--- DOCUMENT TEXT ---

While some of the many ideas we've put forward in our huge roundup of things to do in the city this summer will work for children, this dedicated list should help you keep the little ones entertained and, more importantly, exhausted come bedtime.
Here are the top 50 things to do with kids this summer in Toronto.
FUN AND GAMES
Go for a ride at an amusement park
With a range of rides from the tiniest tilt-a-whirls up fear-of-heights-worthy Leviathan, thrill seekers of any size can ride at Centreville's quaint cutesy coasters, working their way up to the seasonal CNE or the mighty rides of Wonderland. If you're stuck inside on a rainy day, then check out Fantasy Fair. This indoor amusement park in Rexdale has rides for the most timid toddler right up to pumped up pre-teen. Score a day pass and ride all day long for about $20.
Party by the lake
Harbourfront is one of Toronto's best kid-friendly venues, with a dedicated team of staff and volunteers overseeing an ever changing array of events, festivals, markets and cultural celebrations ensuring you and your brood not only take in the sights and sounds, but maybe learn a little something too. Weekly activities include canoeing on the Natrel Pond, DJ and dancing nights on the pier, music and movies. Be sure to check out weekend events like the China Now festival (July 11-13) or the delicious Hot and Spicy Food Festival (August 15-17).
Have fun at CNE
So your kids are finally at the right age for a proper intro to Toronto's favourite summer pastime - the CNE. While people watching alone should illicit more than a few inquisitive stares, there are loads of kid-friendly activities to do, not including the nostalgic midway rides like the monster Euro Slides, dancy disco Polar Express or my personal fave the Sizzler. After you run out of tickets, check out the massive Kid's World featuring live performances by your fave fear-inducing clowns, meet and greets with plus size costume characters from their fave TV shows and live theatre with Munsch productions on stage. Nothing calms wee ones down better than some animal interaction, so pop by the Better Living Centre to get hands on with piglets, chickens and other animals they're surely deep frying in the nearby Food Building.
Go for a run
Many of Toronto's best running events include a pint-sized option so you can cheer on your kid while his or her tiny legs tackle the tricky 1km track. Most include adorable medals just for finishing, so those participant ribbons will be a distant memory when they get their hands on their shiny new hardware. Notable races include the much anticipated Zoo Run (September 20th) and older kids will dig the LED hardware for the Night Race (September 6th).
Ride a horse
Hitting the hay takes on an altogether different meaning at this Toronto green space. Located amidst the rolling hills of Sunnybrook Park, Sunnybrook Stables will teach your kid (and you) the basics of horseback riding, with ponies matched to your novice rider. Camps and classes run throughout the summer, and private and semi-private lessons ensure you won't have an audience for that gallop/trot/fall combo.

--- GIVEN INFORMATION ---

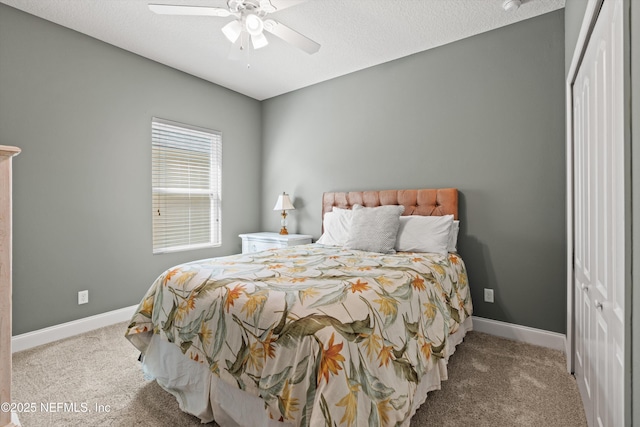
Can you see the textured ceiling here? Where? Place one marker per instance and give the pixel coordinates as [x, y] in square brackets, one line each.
[354, 34]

---

AIM OF THE TASK >> Reproduce the passage of the Toronto kids' summer guide from "Here are the" to "for about $20.", including both of those phrases, with every word and punctuation mark unchanged.

EXERCISE RESPONSE >>
Here are the top 50 things to do with kids this summer in Toronto.
FUN AND GAMES
Go for a ride at an amusement park
With a range of rides from the tiniest tilt-a-whirls up fear-of-heights-worthy Leviathan, thrill seekers of any size can ride at Centreville's quaint cutesy coasters, working their way up to the seasonal CNE or the mighty rides of Wonderland. If you're stuck inside on a rainy day, then check out Fantasy Fair. This indoor amusement park in Rexdale has rides for the most timid toddler right up to pumped up pre-teen. Score a day pass and ride all day long for about $20.